++++ TEXT PROVIDED
For three-dimensional culture, MCF10A cells were mixed with 1:1-diluted Matrigel (BD) and seeded into four-well chambers according to a previously described protocol [15]. Confocal and immunofluorescence microscopy were conducted.
Cell migration assay
Collagen-I coated 96-well plates and Cell Seeding Stoppers, made from a medical-grade silicone, were used to monitor cell migration according to the manufacturer’s protocol. Cells were seeded in the center of each well to restrict cell seeding to the outer annular regions of the wells. Following cell attachment (4 hr at 37°C), the stoppers were removed leaving a 2mm diameter unseeded region in the center of each well into which the seeded cells could migrate. Cell migration was visualized and captured by light microscopy.
Cytokine analysis
The RayBio™ Human Antibody Array Kit(AAH-BLM-1) was used according to the recommended protocol. This kit detected 507 soluble proteins in cell culture supernatants including cytokines, chemokines, growth factors, angiogenic factors, and other soluble factors and receptors. Medium from C1 and C3 cells were collected by culturing cells in serum free medium for 48 hr.
Western blot analysis
Western blotting was performed to detect EMT markers as previously described [42]. All antibodies were used at 1:1,000 dilutions. Western blot analysis was performed using antibodies raised against Fibronectin (Santa Cruz, clone EP5), E-cadherin (BD, clone 36), β-catenin (Santa Cruz, clone E-5), and Vimentin (Santa Cruz, clone H-84)
++++++++
PROBLEM A
In the methods text, how many soluble proteins does the antibody array kit detect in cell culture supernatants?
PROBLEM B
Please carry on the methods text from its last line.
These entries have nothing to do with the work here.
++++ DATA TO EXAMINE
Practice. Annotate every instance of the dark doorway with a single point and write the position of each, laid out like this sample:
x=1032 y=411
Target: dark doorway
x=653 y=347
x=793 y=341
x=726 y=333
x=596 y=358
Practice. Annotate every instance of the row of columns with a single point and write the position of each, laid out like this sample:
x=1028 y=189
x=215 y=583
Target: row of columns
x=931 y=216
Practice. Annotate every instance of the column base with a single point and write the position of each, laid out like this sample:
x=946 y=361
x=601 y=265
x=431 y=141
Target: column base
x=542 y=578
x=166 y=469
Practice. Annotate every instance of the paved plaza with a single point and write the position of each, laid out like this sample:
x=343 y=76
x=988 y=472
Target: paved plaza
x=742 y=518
++++++++
ANSWER BOX A
507 soluble proteins.

ANSWER BOX B
Cell viability assay and proliferation assay
1 × 105 cells were plated in 6-well plates. Cell growth was determined by cell counting. The total number of cells per well was counted every day for 4 days. Each condition was replicated in triplicate (mean ± SEM). Statistic analysis was performed by standard two-tailed Student’s t-test.
Foci formation assay
C1, C2 and C3 cells were seeded in a 6-well plate at a density of 1,000 cells per well. After 24h of incubation and attachment, the cells were irradiated with a 137Cesium γ-ray irradiator (Atomic Energy of Canada, Chalk River, ON, Canada) at a dose of 0, 2 and 4 Gy at a rate of 1 Gy/min. After 7 days, cell formed clumps that were visible to the naked eye (50 cells per clone). The cells were fixed in methanol for 15 min and then stained with Giemsa for 10 min. The number of foci was counted.
Funding Statement
This study was supported by the National Natural Science Foundation of China [31670859, 81572744]; CAMS Innovation Fund for Medical Science [2017-I2M-1-016]; Non-profit Central Research Institute Fund of Chinese Academy of Medical Sciences [2016ZX310068, 2016ZX310198, 2016RC310019, 2016RC310017]; PUMC Youth Fund and the Fundamental Research Funds for the Central Universities [3332016100,10023201601602]; Research Funds for the Innovation Team of IRM-CAMS [1650] (Q. L.). Work conducted at the Institute of Radiation Medicine was supported by the startup grant from the Chinese Academy of Medical Sciences (C.W.). This project is funded in part by the National Natural Science Foundation of China [81102006 (Y.T.)] and the Shandong Natural Science Foundation [Z2008C13].
Disclosure statement
No potential conflict of interest was reported by the authors.